* Begin Reading text *

/thcg

Derive (minimally labeled) dependency trees from the Thai CG Bank

Primary LanguageRubyzlib LicenseZlib

THCG2DEP is an implementation of a method for deriving (minimally labeled) dependency trees from the Thai CG Bank (Ruangrajitpakorn & Supnithi 2010), using a lexical dictionary for assigning dependency directions to the CG types associated with the grammatical entities in the CG Bank, with fallback to a generic CG->CDG mapping in case of out-of-dictionary words.

Optionally uses distributional (“brown-”) clusters obtained through unsupervised processing of large amounts of (word-segmented) raw text in place of POS tags.

Requirements

A recent ruby interpreter is required, as well as the following ruby packages:

* commander (for command-line interface)
* conll (for generating dependency treebank files)

Usage

Treebank conversion

To extract dependency trees from a CG treebank, use the following command:

% ruby lib/thcg_converter.rb data/dict/merge.CDG data/map/CDG-CG.txt data/cg/sample.txt > data/conll/sample.conll

Explanation:

* data/dict/merge.CDG      - merged CDG lexical dictionary 
* data/map/CDG-CG.txt      - generic CG->CDG mapping
* data/cg/sample.txt       - source CG bank
* data/conll/sample.conll  - target file for dependency treebank (CONLL format)

* End Reading text *

Problem to solve
Duplicate the passage of the THCG2DEP text starting with "Primary LanguageRubyzlib LicenseZlib" and going on through "(for command-line interface)". The items that follow come from a separate source and are unrelated to the THCG2DEP text.

* Begin Dataset *

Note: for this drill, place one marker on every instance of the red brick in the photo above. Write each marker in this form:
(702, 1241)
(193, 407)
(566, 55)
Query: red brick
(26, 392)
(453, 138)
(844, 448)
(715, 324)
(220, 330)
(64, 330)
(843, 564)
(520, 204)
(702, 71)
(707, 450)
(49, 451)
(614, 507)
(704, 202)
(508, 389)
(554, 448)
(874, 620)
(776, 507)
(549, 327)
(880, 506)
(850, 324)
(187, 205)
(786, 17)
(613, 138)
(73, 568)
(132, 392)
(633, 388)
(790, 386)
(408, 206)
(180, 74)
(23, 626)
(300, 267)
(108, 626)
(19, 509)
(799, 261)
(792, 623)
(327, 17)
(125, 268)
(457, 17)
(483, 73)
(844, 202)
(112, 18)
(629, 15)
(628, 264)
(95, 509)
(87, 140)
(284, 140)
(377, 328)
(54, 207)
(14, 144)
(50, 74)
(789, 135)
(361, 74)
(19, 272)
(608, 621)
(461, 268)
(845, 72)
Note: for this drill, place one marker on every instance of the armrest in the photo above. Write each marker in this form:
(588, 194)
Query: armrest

* End Dataset *

Reply
Primary LanguageRubyzlib LicenseZlib

THCG2DEP is an implementation of a method for deriving (minimally labeled) dependency trees from the Thai CG Bank (Ruangrajitpakorn & Supnithi 2010), using a lexical dictionary for assigning dependency directions to the CG types associated with the grammatical entities in the CG Bank, with fallback to a generic CG->CDG mapping in case of out-of-dictionary words.

Optionally uses distributional (“brown-”) clusters obtained through unsupervised processing of large amounts of (word-segmented) raw text in place of POS tags.

Requirements

A recent ruby interpreter is required, as well as the following ruby packages:

* commander (for command-line interface)